__Exercise instructions__
Every entry below needs to be repeated exactly as written.

__Record set__
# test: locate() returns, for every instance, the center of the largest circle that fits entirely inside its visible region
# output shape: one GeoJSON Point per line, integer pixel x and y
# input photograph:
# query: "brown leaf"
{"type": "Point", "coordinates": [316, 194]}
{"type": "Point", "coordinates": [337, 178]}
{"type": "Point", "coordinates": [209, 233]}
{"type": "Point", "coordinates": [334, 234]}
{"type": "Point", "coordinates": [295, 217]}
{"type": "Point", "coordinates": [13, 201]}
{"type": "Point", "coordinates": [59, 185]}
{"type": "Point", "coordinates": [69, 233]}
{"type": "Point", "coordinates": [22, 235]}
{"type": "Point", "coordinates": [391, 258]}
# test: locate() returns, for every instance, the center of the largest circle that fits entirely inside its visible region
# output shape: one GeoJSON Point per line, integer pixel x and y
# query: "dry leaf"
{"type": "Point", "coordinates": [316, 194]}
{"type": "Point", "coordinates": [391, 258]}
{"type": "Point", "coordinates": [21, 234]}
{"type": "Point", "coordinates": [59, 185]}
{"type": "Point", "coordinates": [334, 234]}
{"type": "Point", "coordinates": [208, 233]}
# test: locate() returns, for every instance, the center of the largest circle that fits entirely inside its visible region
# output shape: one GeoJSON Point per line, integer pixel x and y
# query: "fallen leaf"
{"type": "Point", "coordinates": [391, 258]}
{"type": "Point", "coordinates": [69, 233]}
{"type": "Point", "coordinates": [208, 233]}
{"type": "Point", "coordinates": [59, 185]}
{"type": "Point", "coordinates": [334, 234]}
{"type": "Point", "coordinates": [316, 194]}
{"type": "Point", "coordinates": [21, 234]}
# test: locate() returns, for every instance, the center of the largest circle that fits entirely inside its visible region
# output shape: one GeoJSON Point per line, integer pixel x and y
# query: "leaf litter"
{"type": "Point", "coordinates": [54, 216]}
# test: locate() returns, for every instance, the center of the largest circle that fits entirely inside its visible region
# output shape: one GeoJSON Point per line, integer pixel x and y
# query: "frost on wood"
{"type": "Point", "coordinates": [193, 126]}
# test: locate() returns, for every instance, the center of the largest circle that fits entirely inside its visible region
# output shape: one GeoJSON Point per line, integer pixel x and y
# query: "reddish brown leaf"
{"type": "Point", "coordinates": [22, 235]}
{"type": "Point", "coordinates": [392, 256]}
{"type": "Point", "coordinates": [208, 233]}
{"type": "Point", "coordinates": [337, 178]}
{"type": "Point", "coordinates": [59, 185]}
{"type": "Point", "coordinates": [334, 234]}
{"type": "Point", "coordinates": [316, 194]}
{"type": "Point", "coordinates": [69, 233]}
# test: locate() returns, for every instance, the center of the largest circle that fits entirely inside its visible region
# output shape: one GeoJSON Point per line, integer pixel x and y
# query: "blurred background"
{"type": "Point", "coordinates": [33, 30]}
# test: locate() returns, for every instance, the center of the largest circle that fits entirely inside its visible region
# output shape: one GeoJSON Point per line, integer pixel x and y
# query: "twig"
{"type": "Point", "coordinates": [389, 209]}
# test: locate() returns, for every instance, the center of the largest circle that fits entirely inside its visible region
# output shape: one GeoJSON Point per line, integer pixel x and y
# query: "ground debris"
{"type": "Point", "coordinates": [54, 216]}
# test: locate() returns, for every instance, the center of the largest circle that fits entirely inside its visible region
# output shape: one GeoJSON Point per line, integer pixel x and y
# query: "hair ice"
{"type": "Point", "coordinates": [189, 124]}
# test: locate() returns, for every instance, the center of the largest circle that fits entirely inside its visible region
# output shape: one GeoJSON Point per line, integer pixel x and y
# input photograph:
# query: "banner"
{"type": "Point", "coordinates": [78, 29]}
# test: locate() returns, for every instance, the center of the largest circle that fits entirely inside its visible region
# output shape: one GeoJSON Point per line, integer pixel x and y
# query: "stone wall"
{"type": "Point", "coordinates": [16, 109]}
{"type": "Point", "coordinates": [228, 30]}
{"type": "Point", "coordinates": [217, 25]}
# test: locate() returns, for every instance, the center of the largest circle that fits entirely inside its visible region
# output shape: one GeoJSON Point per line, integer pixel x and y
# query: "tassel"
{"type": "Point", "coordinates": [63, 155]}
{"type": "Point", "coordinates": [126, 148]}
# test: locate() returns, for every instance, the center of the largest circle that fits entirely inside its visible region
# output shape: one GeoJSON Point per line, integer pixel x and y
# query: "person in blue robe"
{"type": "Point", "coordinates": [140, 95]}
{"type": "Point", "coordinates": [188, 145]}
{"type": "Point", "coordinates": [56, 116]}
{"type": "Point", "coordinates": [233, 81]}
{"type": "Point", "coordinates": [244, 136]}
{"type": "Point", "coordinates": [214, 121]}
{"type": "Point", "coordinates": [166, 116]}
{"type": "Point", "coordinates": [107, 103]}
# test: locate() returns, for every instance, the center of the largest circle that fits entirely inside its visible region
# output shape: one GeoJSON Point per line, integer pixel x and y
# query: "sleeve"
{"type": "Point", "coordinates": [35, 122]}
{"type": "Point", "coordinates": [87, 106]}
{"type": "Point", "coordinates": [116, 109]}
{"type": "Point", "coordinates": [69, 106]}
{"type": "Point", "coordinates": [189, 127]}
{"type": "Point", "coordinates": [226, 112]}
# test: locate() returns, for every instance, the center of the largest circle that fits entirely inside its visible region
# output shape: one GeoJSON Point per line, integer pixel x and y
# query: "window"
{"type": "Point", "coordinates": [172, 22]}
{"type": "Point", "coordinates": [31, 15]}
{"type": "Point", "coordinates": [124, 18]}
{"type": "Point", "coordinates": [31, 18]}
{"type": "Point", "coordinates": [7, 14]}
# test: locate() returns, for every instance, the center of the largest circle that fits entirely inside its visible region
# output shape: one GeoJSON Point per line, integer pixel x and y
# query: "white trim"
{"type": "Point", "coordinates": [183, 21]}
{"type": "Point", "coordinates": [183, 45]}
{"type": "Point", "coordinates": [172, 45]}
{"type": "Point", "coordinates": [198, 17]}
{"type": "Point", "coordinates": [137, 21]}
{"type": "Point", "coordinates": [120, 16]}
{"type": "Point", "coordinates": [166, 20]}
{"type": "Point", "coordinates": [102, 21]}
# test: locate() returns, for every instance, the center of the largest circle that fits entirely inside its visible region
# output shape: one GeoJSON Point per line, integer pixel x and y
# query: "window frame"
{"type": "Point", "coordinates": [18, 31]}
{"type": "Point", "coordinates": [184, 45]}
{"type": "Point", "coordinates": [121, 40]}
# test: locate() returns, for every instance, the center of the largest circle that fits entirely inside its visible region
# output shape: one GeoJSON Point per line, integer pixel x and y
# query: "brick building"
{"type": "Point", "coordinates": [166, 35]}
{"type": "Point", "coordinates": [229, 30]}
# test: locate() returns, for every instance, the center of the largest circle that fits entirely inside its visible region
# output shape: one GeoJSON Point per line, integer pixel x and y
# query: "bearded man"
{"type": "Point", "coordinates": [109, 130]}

__Response__
# test: locate() returns, for every instance, the center of the largest circle that fits entirely inside its visible region
# output shape: one GeoJSON Point per line, integer pixel x and y
# input photograph:
# query: "brown leaf"
{"type": "Point", "coordinates": [316, 194]}
{"type": "Point", "coordinates": [337, 178]}
{"type": "Point", "coordinates": [209, 233]}
{"type": "Point", "coordinates": [334, 234]}
{"type": "Point", "coordinates": [295, 217]}
{"type": "Point", "coordinates": [13, 201]}
{"type": "Point", "coordinates": [59, 185]}
{"type": "Point", "coordinates": [69, 233]}
{"type": "Point", "coordinates": [22, 235]}
{"type": "Point", "coordinates": [391, 258]}
# test: locate() returns, for every instance, the center of the largest circle that fits entirely inside its visible region
# output shape: one GeoJSON Point per line, integer pixel x and y
# query: "dry leaf"
{"type": "Point", "coordinates": [316, 194]}
{"type": "Point", "coordinates": [391, 258]}
{"type": "Point", "coordinates": [21, 234]}
{"type": "Point", "coordinates": [59, 185]}
{"type": "Point", "coordinates": [334, 234]}
{"type": "Point", "coordinates": [208, 233]}
# test: locate() returns, for every instance, the center of the largest circle that fits entirely inside its visible region
# output shape: one GeoJSON Point per line, integer pixel x and y
# query: "fallen leaf"
{"type": "Point", "coordinates": [391, 258]}
{"type": "Point", "coordinates": [69, 233]}
{"type": "Point", "coordinates": [208, 233]}
{"type": "Point", "coordinates": [59, 185]}
{"type": "Point", "coordinates": [334, 234]}
{"type": "Point", "coordinates": [316, 194]}
{"type": "Point", "coordinates": [21, 234]}
# test: locate() returns, for every instance, the center of the largest circle that fits entirely inside its visible region
# output shape: one GeoJSON Point per line, integer pixel x and y
# query: "leaf litter"
{"type": "Point", "coordinates": [54, 216]}
# test: locate() returns, for every instance, the center of the largest circle that fits entirely inside its visible region
# output shape: one GeoJSON Point per line, integer pixel x and y
# query: "frost on wood"
{"type": "Point", "coordinates": [193, 126]}
# test: locate() returns, for every instance, the center of the largest circle that fits entirely inside its visible region
# output shape: one GeoJSON Point per line, integer pixel x and y
# query: "reddish brown leaf"
{"type": "Point", "coordinates": [22, 235]}
{"type": "Point", "coordinates": [392, 256]}
{"type": "Point", "coordinates": [208, 233]}
{"type": "Point", "coordinates": [337, 178]}
{"type": "Point", "coordinates": [59, 185]}
{"type": "Point", "coordinates": [334, 234]}
{"type": "Point", "coordinates": [316, 194]}
{"type": "Point", "coordinates": [69, 233]}
# test: locate() returns, for every instance, the center of the largest circle that fits entirely inside its visible region
# output shape: one GeoJSON Point per line, integer pixel x and y
# query: "blurred background"
{"type": "Point", "coordinates": [33, 30]}
# test: locate() returns, for every instance, the center of the largest circle that fits entirely inside its visible region
# output shape: one GeoJSON Point per line, integer pixel x and y
# query: "twig"
{"type": "Point", "coordinates": [389, 209]}
# test: locate() returns, for every instance, the center of the largest circle that fits entirely inside its visible region
# output shape: one GeoJSON Point per line, integer pixel x and y
# query: "ground debris"
{"type": "Point", "coordinates": [54, 216]}
# test: locate() returns, for every instance, the center of the largest circle that fits entirely inside its visible region
# output shape: one GeoJSON Point per line, integer pixel x and y
# query: "hair ice"
{"type": "Point", "coordinates": [189, 124]}
# test: locate() returns, for every instance, the center of the largest circle that fits entirely inside its visible region
# output shape: one GeoJSON Point per line, integer pixel x and y
# input photograph:
# query: "banner"
{"type": "Point", "coordinates": [78, 29]}
# test: locate() returns, for every instance, the center of the largest circle that fits entirely inside its visible region
# output shape: one GeoJSON Point per line, integer pixel x and y
# query: "stone wall"
{"type": "Point", "coordinates": [16, 109]}
{"type": "Point", "coordinates": [228, 30]}
{"type": "Point", "coordinates": [217, 25]}
# test: locate() returns, for every instance, the center of the largest circle that fits entirely inside its visible region
# output shape: one GeoJSON Point per line, integer pixel x and y
# query: "tassel"
{"type": "Point", "coordinates": [63, 155]}
{"type": "Point", "coordinates": [126, 148]}
# test: locate() returns, for every instance, the center of the largest circle that fits entirely inside its visible region
# output shape: one GeoJSON Point per line, integer pixel x and y
# query: "person in blue robe"
{"type": "Point", "coordinates": [140, 95]}
{"type": "Point", "coordinates": [188, 145]}
{"type": "Point", "coordinates": [56, 116]}
{"type": "Point", "coordinates": [233, 81]}
{"type": "Point", "coordinates": [244, 136]}
{"type": "Point", "coordinates": [214, 121]}
{"type": "Point", "coordinates": [166, 116]}
{"type": "Point", "coordinates": [107, 103]}
# test: locate() returns, for every instance, the center of the largest circle that fits entirely inside its visible region
# output shape: one GeoJSON Point per line, integer pixel x and y
# query: "sleeve"
{"type": "Point", "coordinates": [35, 122]}
{"type": "Point", "coordinates": [87, 106]}
{"type": "Point", "coordinates": [116, 109]}
{"type": "Point", "coordinates": [69, 106]}
{"type": "Point", "coordinates": [189, 127]}
{"type": "Point", "coordinates": [226, 112]}
# test: locate() returns, for every instance, the center of the largest circle that fits entirely inside its visible region
# output shape: one GeoJSON Point per line, integer pixel x and y
# query: "window"
{"type": "Point", "coordinates": [172, 22]}
{"type": "Point", "coordinates": [31, 15]}
{"type": "Point", "coordinates": [124, 18]}
{"type": "Point", "coordinates": [31, 18]}
{"type": "Point", "coordinates": [7, 14]}
# test: locate() returns, for every instance, the center of the largest circle that fits entirely inside its visible region
# output shape: one GeoJSON Point per line, integer pixel x and y
# query: "white trim"
{"type": "Point", "coordinates": [183, 21]}
{"type": "Point", "coordinates": [183, 45]}
{"type": "Point", "coordinates": [172, 45]}
{"type": "Point", "coordinates": [198, 17]}
{"type": "Point", "coordinates": [137, 21]}
{"type": "Point", "coordinates": [120, 16]}
{"type": "Point", "coordinates": [166, 20]}
{"type": "Point", "coordinates": [102, 21]}
# test: locate() returns, for every instance, the center of the largest circle that fits entirely inside its visible region
# output shape: one GeoJSON Point per line, integer pixel x and y
# query: "window frame"
{"type": "Point", "coordinates": [18, 31]}
{"type": "Point", "coordinates": [184, 45]}
{"type": "Point", "coordinates": [121, 40]}
# test: locate() returns, for every instance, the center of the largest circle that fits entirely inside its visible region
# output shape: one GeoJSON Point per line, integer pixel x and y
# query: "brick building"
{"type": "Point", "coordinates": [166, 35]}
{"type": "Point", "coordinates": [229, 30]}
# test: locate() returns, for every instance, the center of the largest circle that fits entirely inside its visible region
# output shape: one GeoJSON Point per line, integer pixel x and y
# query: "bearded man"
{"type": "Point", "coordinates": [109, 130]}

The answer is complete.